▸ Assignment 1: Reproduce the part of the article on taxing the digital economy that begins at the words "Others were hopeful" and stops after "a software company.", switching "tax director" to "finance director".
▸ Assignment 2: State whether each statement below agrees with the article on taxing the digital economy, answering yes or no and quoting the article's deciding words: (a) The new rules would use the same scope as country-by-country reporting, a corporate turnover of €750 million. (b) Pure B2B companies would fall within the scope. (c) The new nexus rule would depend on physical presence in the market.

▸ Source text:
▶

Others were hopeful that the OECD’s search for common ground would mean more compromise and, ultimately, a more reasonable outcome for businesses. However, the concern remains that the solution will create winners and losers.
“Any consensus on taxing the digital economy is not going to be radical for it to work,” said one tax director at a software company.
“It will likely mean considerable change to the international tax rules we’ve had for 100 years and the G7 stand to lose out as they have the largest share of multinationals,” said the tax director.
The pillar one proposals may vary in how they address digitalisation, but the common focus is how highly profitable, online businesses are able to operate in a market remotely.
All the proposals aim to reallocate taxing rights in favour of the market jurisdiction. As a result, all the proposals require a new nexus rule that would not depend on physical presence in the market jurisdiction. This means rethinking permanent establishment (PE).
The OECD has made it clear the same scope for country-by-country reporting (CbCR) would apply as part of the new rules. Meaning corporate turnover of €750 million ($822 million). The focus would also be on highly digital business models, but not exclusively.
There would be no strict ring-fencing, but the scope would cover consumer-facing businesses with some carve-outs yet to be decided, while excluding pure B2B companies and extractive industries.
“It would apply to companies like Uber and Google, for example,” Saint-Amans said. “The scope includes digital, but it’s broader than digital.”
“There is a question mark on the scope over the financial industry because it’s largely B2B but also B2C to some extent, albeit not very profitable given the state of interest rates,” he explained.
Businesses within the scope will face a new nexus rule, not dependent on physical presence but on sales. The sales threshold would have to be adjusted to take into account smaller economies, but it would be designed as a self-standing treaty provision. This would be adjusted depending on the size of the economy.
“There is a recognition and agreement that the existing PE rules does not capture all business models, especially those operating without a physical presence in the market,” Saint-Amans said.
“We wanted something simple,” he said. “If you’re not present in the market physically, your sales are what bring you within scope.”
The OECD is taking the proposal to the G20 finance ministers on October 17, where it hopes the “unified approach” will unlock real negotiations about a concrete plan. In other words, the race to tax the digital economy is turning into a marathon.

◀

▸ Recorded information:
▶

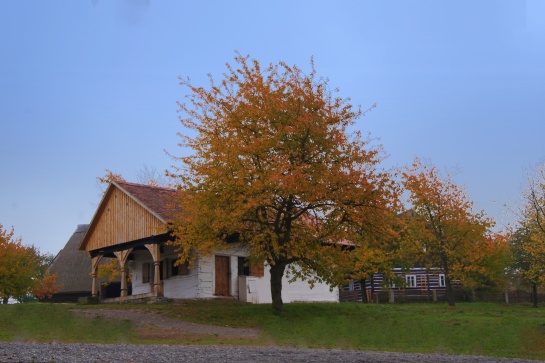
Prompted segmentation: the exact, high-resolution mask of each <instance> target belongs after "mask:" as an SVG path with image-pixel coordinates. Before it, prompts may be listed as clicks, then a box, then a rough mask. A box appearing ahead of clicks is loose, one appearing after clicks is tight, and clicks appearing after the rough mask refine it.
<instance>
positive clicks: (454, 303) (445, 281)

◀

▸ Answer box 1:
Others were hopeful that the OECD’s search for common ground would mean more compromise and, ultimately, a more reasonable outcome for businesses. However, the concern remains that the solution will create winners and losers.
“Any consensus on taxing the digital economy is not going to be radical for it to work,” said one finance director at a software company.

▸ Answer box 2:
(a) Yes: "The OECD has made it clear the same scope for country-by-country reporting (CbCR) would apply as part of the new rules. Meaning corporate turnover of €750 million ($822 million)."
(b) No: "while excluding pure B2B companies and extractive industries."
(c) No: "Businesses within the scope will face a new nexus rule, not dependent on physical presence but on sales."